-- BEGIN Text shown --
PORTLAND, Maine — Television meteorologist Jason Nappi said he was fired from his job at News Center Maine on Thursday over something he posted on his Facebook page.
In the entry dated July 12, Nappi said he would no longer tag businesses in his long-running series of posts about his favorite local pizza, lobster rolls and ice cream.
“It’s a conflict of interest for the company I work for,” the post read.
Then, on July 18, Nappi posted again.
“The station chose to terminate my employment following my most recent post in which I explained why I was no longer tagging local businesses,” he wrote.
In an email, News Center Maine President and General Manager Micah Malloy declined to comment on Nappi’s termination because it’s a personnel matter.
The station consists of both WCSH in Portland and WLBZ in Bangor. Its parent company, Tegna Inc., owns 64 local television news operations in 51 markets across the United States.
-- END Text shown --
-- BEGIN Working data --
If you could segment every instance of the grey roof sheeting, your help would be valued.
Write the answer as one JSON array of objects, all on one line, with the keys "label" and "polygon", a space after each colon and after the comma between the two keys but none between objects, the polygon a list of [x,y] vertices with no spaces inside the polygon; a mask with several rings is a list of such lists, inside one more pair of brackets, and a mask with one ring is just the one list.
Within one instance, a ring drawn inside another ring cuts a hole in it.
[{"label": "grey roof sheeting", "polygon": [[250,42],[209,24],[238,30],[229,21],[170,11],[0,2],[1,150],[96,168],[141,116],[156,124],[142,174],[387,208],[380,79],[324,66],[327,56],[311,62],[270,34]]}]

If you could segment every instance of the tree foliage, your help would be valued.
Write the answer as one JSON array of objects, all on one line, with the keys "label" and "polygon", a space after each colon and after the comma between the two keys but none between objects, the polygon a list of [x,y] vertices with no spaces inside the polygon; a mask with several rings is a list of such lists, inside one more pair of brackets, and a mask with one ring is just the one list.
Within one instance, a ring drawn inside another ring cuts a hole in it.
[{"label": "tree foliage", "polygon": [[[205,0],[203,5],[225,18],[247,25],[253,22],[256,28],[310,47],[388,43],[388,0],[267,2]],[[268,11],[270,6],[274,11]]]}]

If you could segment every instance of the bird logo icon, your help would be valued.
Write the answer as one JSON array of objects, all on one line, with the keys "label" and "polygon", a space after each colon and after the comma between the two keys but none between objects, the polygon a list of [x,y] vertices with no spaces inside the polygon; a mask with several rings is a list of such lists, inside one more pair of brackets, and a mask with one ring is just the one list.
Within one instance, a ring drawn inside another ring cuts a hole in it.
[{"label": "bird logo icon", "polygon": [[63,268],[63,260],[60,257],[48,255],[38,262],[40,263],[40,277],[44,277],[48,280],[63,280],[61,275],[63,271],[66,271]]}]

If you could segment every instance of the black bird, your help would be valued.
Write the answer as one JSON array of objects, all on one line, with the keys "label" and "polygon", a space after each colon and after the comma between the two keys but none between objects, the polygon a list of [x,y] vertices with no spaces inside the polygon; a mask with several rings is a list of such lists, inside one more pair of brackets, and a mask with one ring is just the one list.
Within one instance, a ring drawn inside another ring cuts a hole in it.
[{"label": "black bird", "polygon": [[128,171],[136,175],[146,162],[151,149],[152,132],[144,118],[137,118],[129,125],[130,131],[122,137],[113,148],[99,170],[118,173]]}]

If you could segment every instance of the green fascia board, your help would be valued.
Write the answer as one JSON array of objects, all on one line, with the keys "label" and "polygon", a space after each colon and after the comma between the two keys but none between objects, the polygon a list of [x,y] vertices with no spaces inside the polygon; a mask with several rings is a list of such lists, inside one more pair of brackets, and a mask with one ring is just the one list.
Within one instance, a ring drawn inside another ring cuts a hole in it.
-- END Working data --
What to work on:
1 > Could you retype the lines of the records, starting with the line that contains "If you could segment every instance of the green" and going on through the last line of the records?
2 > How would you extend the news report on the Maine meteorologist's firing, picking up after its last sentence?

The replies:
1 >
If you could segment every instance of the green fascia board, your help would be valued.
Write the answer as one JSON array of objects, all on one line, with the keys "label" and "polygon", a space after each colon and after the comma between the two keys but none between objects, the polygon a list of [x,y] vertices with no spaces inside the polygon; a mask with several rings is a list of such lists, inside one more pair of brackets, and a mask with one ring is just the one list.
Within one instance, a ring drawn inside another ring cuts a hole in it.

2 >
Nappi was hired at News Center in 2022 after nearly 20 years of forecasting for other stations in Maine, Georgia, South Carolina and West Virginia. Nappi said he first got interested in meteorology after moving to Maine as a child and experiencing the “Storm of the Century” here in 1993.
“That was the nor’easter of nor’easters,” he said on the air in 2022. “That really grabbed me when I was in middle school.”
But Nappi said in a phone interview on Monday that food has always been his first love, and his habit of constantly posting about, and tagging, local eateries came about for two reasons.
First, he said, he understands how difficult it is to run a restaurant. Nappi and two siblings opened The Bakery and Cafe on Main Street in Kennebunk in 2007. It failed two years later. During that time he was also working as a part time meteorologist at WMTW, another Portland television channel.
“I know how hard it is to keep a small business going,” Nappi said. “That’s one reason why I spend so much time and money going out to eat.”
He estimates he’s visited and posted about at least 100 Maine restaurants, ice cream stands and lobster shacks in the past year. Nappi frequently posts more than once a day about what and where he eats. His blue-checked, public figure Facebook page has about 31,000 followers.
“And my Facebook page reached something like 3 million viewers last year,” he said.
Nappi said he’s eaten out much more since his mother died in 2023.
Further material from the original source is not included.